- [DOCUMENT EXTRACT]:

____

In this paper, we present an overview of the OCEANS project. First, the objectives of the

project are stated in section 2. An overall description of the system is given in Section 3. In section 4 we present a study into the effects of different transformations on execution time. In section 5 we discuss approaches to iterative compilation. In section 6 we discuss some related work. Finally, in section 7 we present some conclusions and directions of future work.

# 2 Project Objectives

The initial objectives of the OCEANS project are the following.

**High-Level Optimizations Objectives:** We aim to develop high-level restructuring transformations for the exploitation of VLIW processors. These transformations are primarily designed to enable successful later low-level exploitation of fine-grain parallelism. The strategy, or sequence of transformations, employed is guided by feedback from other stages.

**Low-Level Optimizations Objectives:** We intend to develop low-level restructuring techniques, concentrating on a highly retargetable object code scheduler that includes optimizing techniques suited for embedded applications and VLIW architectures. This is achieved through a multifunction testbed tool which can manipulate assembler code in order to implement low-level code restructuring as well as to provide the high-level code restructurer with information collected from the assembler code and from instruction profiling.

**Integration Objectives:** We intend to integrate the above into a prototype system based on iterative compilation, where a close interaction between the high and low-level exists, allowing better exploitation of available information. The main back-end target for this project is the Philips TriMedia (TM-1) processor [11]. The objective is to show that this approach yields more efficient code for this particular processor, eventually as optimal as hand-optimized code, while cutting down the code development time considerably.

An overall aim of this project is to achieve high retargetability of the code optimization process. The reason for this is that the cost of the development of compilers for embedded architectures must be amortized across variations of hardware implementations using the same instruction set architecture.

In this document we discuss how these objectives have been implemented during the project.



Figure 1: The Compilation Process.

# 3 The OCEANS Compiler System

The OCEANS [1, 4, 5] compiler is centered around two major components: a high-level restructuring system, MT1, and a low-level system for supporting assembly language transformations and optimizations, SALTO. SALTO is coupled with SEA, a set of classes that provides an abstract view of the assembly code, and tools for software pipelining (PILO) and register allocation (LORA). Their interaction is illustrated in figure 1 which shows the overall organisation of the OCEANS compilation process. In particular, a program is compiled in three main steps:

- First, MT1 [7] performs lexical, syntactical and semantic analysis of a source FORTRAN program (File.f). Also, a sequence of source program transformations can be applied. These transformations are written in the Transformation Definition Language (TDL) [6] and the order of their application is specified using the Strategy Specification Language (SSL) [3].

____

- [SOURCE DATA]:

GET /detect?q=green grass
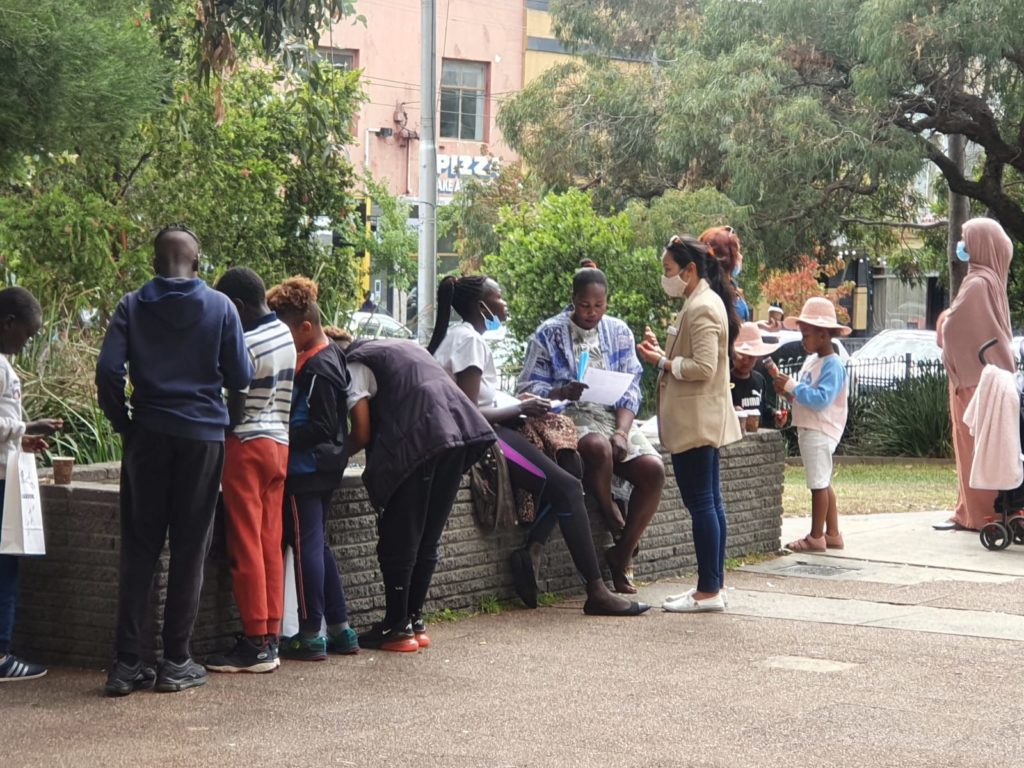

____

- [THE PROBLEM]: In the OCEANS project overview, type out the stretch from "An overall aim" through "instruction set architecture." word for word.

- [ANSWER TO THIS TASK]:
An overall aim of this project is to achieve high retargetability of the code optimization process. The reason for this is that the cost of the development of compilers for embedded architectures must be amortized across variations of hardware implementations using the same instruction set architecture.